(Entries from a point annotation set)
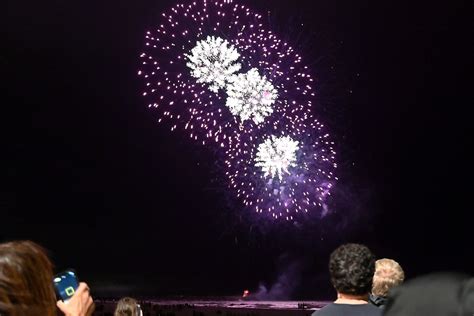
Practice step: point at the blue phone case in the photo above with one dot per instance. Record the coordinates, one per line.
(66, 284)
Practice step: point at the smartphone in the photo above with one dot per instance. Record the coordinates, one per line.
(66, 284)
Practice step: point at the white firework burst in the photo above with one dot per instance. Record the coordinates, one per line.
(275, 155)
(213, 61)
(251, 96)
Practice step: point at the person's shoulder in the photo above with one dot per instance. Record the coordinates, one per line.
(326, 310)
(342, 309)
(373, 310)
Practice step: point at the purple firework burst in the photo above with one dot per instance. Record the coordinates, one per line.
(212, 69)
(284, 174)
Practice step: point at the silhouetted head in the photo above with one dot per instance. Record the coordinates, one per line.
(388, 274)
(127, 306)
(352, 268)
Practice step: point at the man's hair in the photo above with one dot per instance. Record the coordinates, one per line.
(127, 306)
(388, 274)
(352, 268)
(26, 280)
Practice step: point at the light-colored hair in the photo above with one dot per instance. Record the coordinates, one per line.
(127, 306)
(388, 274)
(26, 280)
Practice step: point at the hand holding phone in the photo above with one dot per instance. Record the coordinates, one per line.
(75, 298)
(66, 284)
(80, 304)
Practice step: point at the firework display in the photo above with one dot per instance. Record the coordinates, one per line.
(212, 68)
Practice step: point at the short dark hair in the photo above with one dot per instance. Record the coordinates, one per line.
(352, 268)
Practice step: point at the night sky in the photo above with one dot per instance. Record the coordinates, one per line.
(88, 173)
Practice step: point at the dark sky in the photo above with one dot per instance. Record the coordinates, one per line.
(89, 174)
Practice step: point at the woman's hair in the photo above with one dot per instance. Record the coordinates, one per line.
(127, 306)
(352, 267)
(26, 280)
(388, 274)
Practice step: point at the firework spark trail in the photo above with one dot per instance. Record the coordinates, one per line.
(171, 88)
(214, 70)
(303, 187)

# [GOAL]
Reproduce the material above in full and without alteration, but skip all pictures.

# [RESULT]
Practice step: point at the blue phone case in the photo above with one dot per instance. Record the coordinates, one per line.
(66, 284)
Practice step: point at the smartphone in the photo above with one dot per instance. Record the coordinates, one per line.
(66, 284)
Practice step: point at the white firework burst in the photo above with one dot per instance. Record the coordinates, one per line.
(275, 155)
(213, 61)
(251, 96)
Practice step: point at the person's shoulder in the photo above with one dot per instance. Record the coordinates, one per line.
(326, 310)
(342, 309)
(373, 310)
Practice step: point at the purple firework burst in the photo above with one dot per instance. Record the coordinates, one per line.
(212, 69)
(284, 174)
Practice step: point at the silhouetted head in the photo above with one dot per instance. Record the coordinates, one per line.
(388, 274)
(127, 306)
(352, 268)
Practice step: point at the man's hair in the photo above with one dot per instance. Record the coordinates, one per line.
(127, 306)
(388, 274)
(352, 268)
(26, 280)
Practice step: point at the light-colored hair in the photo above with one dot per instance. Record the coordinates, one per line.
(127, 306)
(388, 274)
(26, 280)
Practice step: point at the hand holding phone in the photo above with one dot per instance. Record the coordinates, one per line.
(75, 298)
(66, 284)
(80, 304)
Practice step: point at the firework display in the photo above with one dot per instance. Record the coordinates, one per line.
(212, 68)
Practice step: point at the short dark hair in the photo above with one dot per instance. Record the coordinates, one per line.
(352, 268)
Practice step: point at the night sky in the photo above with one dot per instance. Record the coordinates, one per line.
(88, 173)
Practice step: point at the dark sky in the photo above with one dot per instance. Record the coordinates, one per line.
(89, 174)
Practice step: point at the woman's hair in the photo above with one dot per instance. Record the coordinates, one per line.
(127, 306)
(352, 267)
(26, 280)
(388, 274)
Practice step: point at the firework spark trail in the photo above with one dot per instance. Record the coordinates, one per line.
(171, 88)
(214, 70)
(303, 187)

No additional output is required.